Exercise goal: Look through the data that follows and copy each line with the string "wiper".

Dataset excerpts:
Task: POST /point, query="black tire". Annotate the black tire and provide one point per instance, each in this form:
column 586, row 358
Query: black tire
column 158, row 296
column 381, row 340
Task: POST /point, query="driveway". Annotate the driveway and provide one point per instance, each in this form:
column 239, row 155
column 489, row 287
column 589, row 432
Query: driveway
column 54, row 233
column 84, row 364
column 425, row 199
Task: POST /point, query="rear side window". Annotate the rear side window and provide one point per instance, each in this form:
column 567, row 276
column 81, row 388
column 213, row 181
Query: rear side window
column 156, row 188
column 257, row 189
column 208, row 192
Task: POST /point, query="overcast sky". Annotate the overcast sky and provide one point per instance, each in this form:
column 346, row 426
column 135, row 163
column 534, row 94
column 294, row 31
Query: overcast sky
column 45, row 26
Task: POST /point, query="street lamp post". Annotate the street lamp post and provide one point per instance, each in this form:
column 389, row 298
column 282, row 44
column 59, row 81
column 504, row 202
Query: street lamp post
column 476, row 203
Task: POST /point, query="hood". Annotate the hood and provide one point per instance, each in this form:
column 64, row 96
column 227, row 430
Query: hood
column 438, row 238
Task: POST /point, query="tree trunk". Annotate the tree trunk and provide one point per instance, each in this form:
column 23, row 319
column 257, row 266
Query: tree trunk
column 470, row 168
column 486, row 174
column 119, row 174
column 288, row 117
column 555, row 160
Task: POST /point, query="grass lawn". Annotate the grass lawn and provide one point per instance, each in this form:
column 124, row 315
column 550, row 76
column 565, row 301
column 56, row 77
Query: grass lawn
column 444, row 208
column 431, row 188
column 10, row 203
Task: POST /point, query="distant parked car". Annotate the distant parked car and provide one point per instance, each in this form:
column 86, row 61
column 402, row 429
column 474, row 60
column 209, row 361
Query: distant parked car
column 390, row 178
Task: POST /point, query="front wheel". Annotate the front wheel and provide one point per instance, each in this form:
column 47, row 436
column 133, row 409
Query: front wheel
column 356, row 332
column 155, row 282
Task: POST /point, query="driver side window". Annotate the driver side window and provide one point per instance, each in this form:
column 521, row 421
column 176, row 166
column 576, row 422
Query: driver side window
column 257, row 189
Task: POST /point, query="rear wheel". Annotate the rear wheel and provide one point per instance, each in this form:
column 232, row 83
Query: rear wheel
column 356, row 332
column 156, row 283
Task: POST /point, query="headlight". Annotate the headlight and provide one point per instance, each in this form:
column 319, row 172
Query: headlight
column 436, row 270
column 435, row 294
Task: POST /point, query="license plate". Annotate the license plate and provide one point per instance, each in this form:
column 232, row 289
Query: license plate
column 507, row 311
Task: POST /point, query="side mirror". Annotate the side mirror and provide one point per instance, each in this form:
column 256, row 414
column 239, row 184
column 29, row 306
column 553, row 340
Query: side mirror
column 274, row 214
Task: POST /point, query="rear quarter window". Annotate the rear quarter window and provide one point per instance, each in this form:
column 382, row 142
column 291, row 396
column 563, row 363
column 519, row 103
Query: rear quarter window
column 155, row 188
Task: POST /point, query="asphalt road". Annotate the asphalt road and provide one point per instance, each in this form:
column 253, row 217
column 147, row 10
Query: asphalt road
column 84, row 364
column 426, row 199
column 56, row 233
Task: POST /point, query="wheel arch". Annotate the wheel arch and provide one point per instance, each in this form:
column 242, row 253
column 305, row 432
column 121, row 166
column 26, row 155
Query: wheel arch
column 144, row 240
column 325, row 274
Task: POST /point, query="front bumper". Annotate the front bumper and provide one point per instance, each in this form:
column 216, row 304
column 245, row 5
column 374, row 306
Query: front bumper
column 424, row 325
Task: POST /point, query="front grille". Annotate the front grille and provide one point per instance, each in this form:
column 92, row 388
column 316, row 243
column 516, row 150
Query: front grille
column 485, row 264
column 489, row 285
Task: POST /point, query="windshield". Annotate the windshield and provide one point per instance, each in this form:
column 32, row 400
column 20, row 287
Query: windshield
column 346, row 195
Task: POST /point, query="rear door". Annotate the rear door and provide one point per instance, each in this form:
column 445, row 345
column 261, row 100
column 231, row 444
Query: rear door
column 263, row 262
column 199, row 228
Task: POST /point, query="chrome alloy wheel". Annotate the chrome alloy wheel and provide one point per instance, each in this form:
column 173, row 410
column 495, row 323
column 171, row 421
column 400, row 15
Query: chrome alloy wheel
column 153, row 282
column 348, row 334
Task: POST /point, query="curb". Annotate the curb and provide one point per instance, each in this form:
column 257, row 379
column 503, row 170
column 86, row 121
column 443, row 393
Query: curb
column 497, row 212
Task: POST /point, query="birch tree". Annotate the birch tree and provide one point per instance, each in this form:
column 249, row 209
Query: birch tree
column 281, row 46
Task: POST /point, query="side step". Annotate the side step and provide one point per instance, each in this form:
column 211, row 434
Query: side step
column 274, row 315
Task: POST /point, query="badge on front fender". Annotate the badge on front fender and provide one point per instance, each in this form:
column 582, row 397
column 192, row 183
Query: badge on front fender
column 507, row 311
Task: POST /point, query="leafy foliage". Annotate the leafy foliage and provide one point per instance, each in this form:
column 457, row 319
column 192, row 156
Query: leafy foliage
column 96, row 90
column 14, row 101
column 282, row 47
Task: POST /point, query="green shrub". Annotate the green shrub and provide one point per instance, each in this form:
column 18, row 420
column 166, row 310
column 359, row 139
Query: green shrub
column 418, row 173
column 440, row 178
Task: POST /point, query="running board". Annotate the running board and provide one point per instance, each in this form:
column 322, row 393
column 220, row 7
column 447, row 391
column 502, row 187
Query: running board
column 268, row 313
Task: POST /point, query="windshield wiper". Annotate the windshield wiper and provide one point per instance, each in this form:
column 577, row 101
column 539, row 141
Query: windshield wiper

Answer:
Task: POST /point, query="windshield wiper". Annotate the windshield wiper and provide one point per instance, each in this form:
Query: windshield wiper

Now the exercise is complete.